▶ [Work to be completed]
Every single line below has to be printed once more, exactly.

▶ [Supplied entries]
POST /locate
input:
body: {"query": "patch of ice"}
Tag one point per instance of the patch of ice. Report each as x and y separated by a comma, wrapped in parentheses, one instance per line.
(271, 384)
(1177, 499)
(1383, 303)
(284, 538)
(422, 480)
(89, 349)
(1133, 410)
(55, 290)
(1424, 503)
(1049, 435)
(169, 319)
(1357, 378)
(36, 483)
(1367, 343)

▶ [Output of the task]
POST /locate
input:
body: {"query": "patch of ice"}
Tag one point per instance of the patch of ice. Report each as x and y separated by a comma, wrapped in parentheses, one instance per line.
(271, 384)
(1177, 499)
(1383, 303)
(284, 538)
(422, 480)
(89, 349)
(1133, 410)
(55, 290)
(1424, 503)
(1049, 435)
(169, 319)
(1357, 378)
(36, 483)
(1367, 343)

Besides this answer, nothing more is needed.